*EXERCISE PROMPT:* Your answer should consist of all lines in the listing that hold the word "woman".

*MATERIAL FOR THIS TASK:*

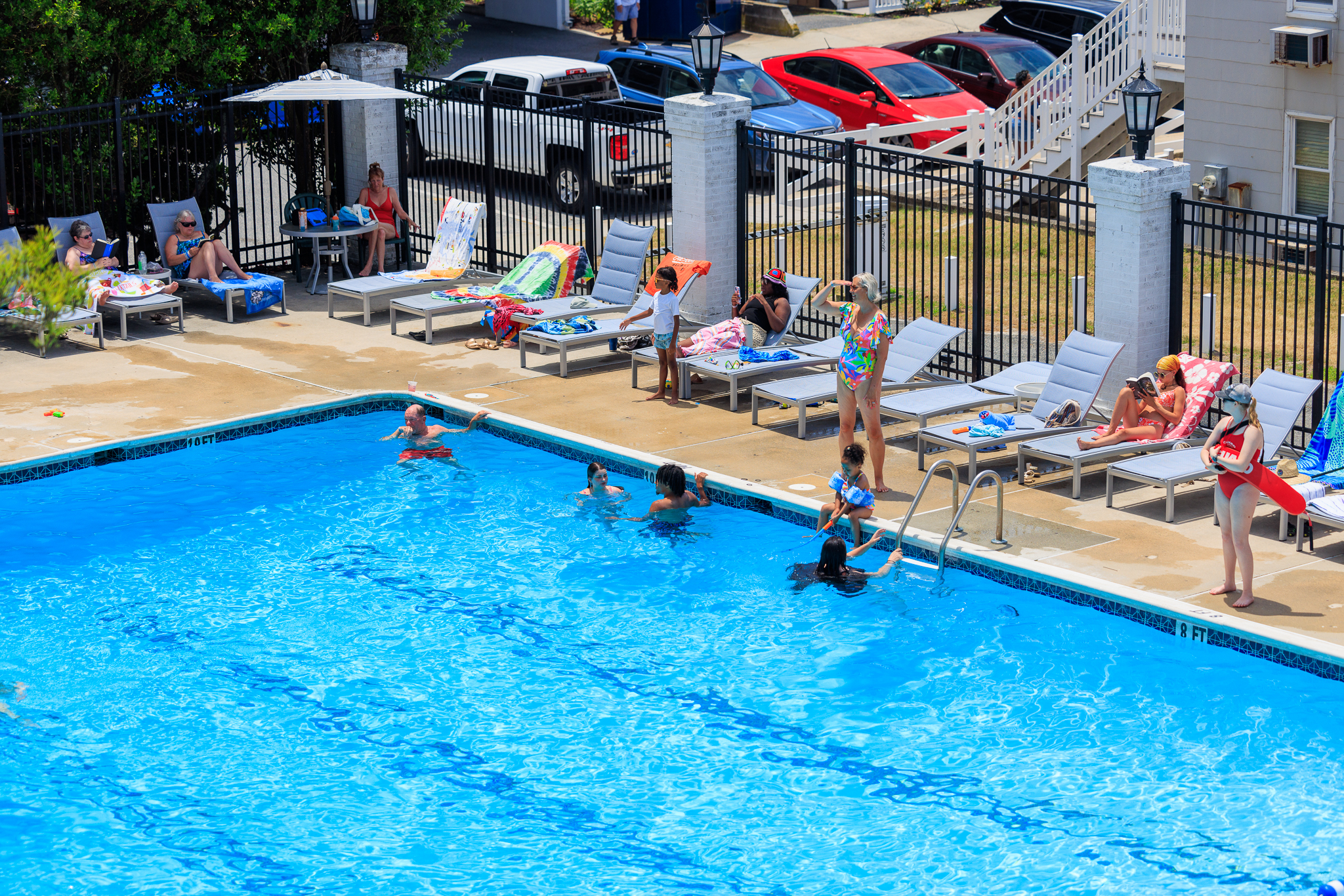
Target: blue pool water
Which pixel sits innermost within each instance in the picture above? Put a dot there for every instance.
(287, 665)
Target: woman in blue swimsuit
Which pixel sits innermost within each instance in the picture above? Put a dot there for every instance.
(191, 253)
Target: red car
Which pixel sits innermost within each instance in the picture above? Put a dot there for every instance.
(870, 85)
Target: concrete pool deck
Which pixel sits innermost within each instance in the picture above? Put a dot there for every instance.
(163, 380)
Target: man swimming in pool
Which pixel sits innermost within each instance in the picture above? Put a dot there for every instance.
(427, 441)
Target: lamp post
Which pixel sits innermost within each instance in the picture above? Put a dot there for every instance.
(365, 12)
(1141, 100)
(706, 49)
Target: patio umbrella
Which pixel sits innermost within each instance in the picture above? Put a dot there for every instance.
(323, 85)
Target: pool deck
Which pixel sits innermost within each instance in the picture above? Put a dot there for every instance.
(163, 380)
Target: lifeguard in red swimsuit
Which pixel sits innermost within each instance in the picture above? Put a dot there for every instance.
(1234, 448)
(427, 441)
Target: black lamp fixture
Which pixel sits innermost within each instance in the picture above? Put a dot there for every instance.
(706, 49)
(365, 12)
(1141, 100)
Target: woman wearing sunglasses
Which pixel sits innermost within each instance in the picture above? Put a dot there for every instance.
(191, 253)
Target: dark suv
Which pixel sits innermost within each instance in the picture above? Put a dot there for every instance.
(1051, 23)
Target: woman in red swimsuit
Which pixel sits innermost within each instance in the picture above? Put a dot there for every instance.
(1236, 445)
(387, 209)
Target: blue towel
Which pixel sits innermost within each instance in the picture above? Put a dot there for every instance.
(1003, 421)
(1326, 451)
(262, 291)
(753, 356)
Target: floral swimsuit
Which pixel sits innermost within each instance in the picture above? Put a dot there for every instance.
(859, 355)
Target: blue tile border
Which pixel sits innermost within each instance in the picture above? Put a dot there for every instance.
(135, 449)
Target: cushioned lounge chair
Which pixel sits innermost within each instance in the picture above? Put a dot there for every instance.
(1280, 399)
(606, 331)
(799, 291)
(61, 232)
(1077, 374)
(163, 216)
(1063, 449)
(913, 348)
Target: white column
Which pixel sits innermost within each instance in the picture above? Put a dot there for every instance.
(705, 193)
(370, 125)
(1133, 260)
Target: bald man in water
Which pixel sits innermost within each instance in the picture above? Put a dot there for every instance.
(427, 441)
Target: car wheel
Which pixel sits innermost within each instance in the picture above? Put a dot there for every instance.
(568, 186)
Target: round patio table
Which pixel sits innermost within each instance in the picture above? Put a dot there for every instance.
(331, 235)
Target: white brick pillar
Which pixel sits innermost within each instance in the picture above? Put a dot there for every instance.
(1133, 260)
(370, 125)
(705, 193)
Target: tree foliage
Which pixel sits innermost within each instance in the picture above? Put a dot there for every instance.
(68, 52)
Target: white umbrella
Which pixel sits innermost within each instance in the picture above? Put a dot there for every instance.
(323, 85)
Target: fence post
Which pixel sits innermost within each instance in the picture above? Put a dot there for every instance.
(236, 228)
(851, 198)
(977, 272)
(491, 223)
(1178, 280)
(121, 178)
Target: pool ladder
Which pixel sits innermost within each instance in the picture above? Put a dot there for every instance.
(961, 508)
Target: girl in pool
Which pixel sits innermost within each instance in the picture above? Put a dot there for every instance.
(832, 569)
(852, 495)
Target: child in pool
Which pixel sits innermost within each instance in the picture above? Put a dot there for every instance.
(831, 566)
(852, 495)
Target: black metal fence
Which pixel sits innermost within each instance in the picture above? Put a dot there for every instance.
(1260, 291)
(241, 161)
(547, 169)
(1004, 255)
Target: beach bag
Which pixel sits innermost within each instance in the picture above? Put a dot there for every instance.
(1068, 414)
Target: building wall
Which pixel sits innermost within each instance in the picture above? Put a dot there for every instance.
(1237, 98)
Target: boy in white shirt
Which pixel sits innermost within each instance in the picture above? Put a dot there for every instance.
(667, 320)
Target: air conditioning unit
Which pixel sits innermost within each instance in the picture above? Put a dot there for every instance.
(1299, 46)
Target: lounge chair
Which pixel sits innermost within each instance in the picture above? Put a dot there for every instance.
(1203, 378)
(606, 331)
(61, 232)
(799, 291)
(1278, 402)
(913, 348)
(163, 216)
(1077, 374)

*OUTPUT FOR THIS TASK:*
Target: woman in blue swimsuit
Target: woman wearing sunglasses
Target: woman in red swimsuit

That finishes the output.